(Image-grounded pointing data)
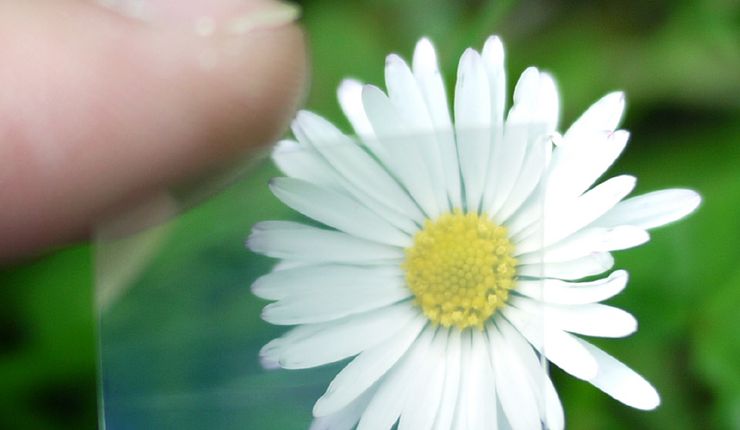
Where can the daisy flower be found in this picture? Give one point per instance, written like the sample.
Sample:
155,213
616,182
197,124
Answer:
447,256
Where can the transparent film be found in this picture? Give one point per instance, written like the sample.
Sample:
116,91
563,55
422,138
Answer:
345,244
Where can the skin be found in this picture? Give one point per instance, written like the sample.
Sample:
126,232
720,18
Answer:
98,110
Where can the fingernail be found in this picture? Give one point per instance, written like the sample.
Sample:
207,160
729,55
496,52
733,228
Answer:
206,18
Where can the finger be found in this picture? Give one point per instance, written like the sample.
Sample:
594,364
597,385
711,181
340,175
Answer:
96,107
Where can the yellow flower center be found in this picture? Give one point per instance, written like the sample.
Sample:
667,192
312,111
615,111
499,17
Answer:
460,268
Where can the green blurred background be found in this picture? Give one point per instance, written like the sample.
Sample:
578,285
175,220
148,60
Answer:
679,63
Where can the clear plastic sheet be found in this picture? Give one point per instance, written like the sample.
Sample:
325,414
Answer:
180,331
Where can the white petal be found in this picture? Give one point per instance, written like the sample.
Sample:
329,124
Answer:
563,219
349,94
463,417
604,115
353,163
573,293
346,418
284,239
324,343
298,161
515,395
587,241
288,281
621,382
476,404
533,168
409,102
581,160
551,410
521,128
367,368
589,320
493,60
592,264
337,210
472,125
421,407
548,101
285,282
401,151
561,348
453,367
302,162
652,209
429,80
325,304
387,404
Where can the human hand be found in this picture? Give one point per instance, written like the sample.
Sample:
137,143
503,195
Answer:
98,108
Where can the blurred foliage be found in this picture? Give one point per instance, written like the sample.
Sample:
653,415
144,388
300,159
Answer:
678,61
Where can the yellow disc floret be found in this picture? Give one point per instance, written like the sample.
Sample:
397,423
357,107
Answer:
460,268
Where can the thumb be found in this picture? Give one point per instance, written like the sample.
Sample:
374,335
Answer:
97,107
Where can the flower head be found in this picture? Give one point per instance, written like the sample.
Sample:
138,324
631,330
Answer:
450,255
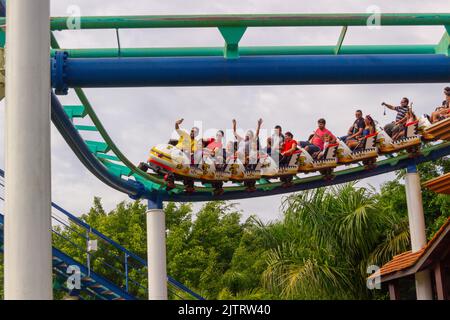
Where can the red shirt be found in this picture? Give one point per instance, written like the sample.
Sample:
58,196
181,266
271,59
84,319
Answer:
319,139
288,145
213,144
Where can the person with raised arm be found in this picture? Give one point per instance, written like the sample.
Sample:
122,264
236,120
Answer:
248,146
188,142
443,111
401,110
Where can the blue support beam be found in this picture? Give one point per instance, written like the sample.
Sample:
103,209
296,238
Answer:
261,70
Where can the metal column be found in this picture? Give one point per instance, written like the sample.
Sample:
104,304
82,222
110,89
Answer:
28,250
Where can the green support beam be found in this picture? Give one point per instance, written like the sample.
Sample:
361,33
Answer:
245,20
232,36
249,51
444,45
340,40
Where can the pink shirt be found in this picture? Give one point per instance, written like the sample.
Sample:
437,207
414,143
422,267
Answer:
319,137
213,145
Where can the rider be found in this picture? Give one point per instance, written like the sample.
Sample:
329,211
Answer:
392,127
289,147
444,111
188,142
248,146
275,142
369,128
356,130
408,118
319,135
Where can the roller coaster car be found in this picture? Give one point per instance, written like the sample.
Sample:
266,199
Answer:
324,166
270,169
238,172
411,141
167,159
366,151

Problem statement |
Scan the records above and show every line in which the word "blurred" occurs.

Answer area |
Where can the green blurred background be found in this picture? Give one point per instance, written like the sample.
Where can the blurred foliage be found in this picture? Give one point per instance, written like the sample.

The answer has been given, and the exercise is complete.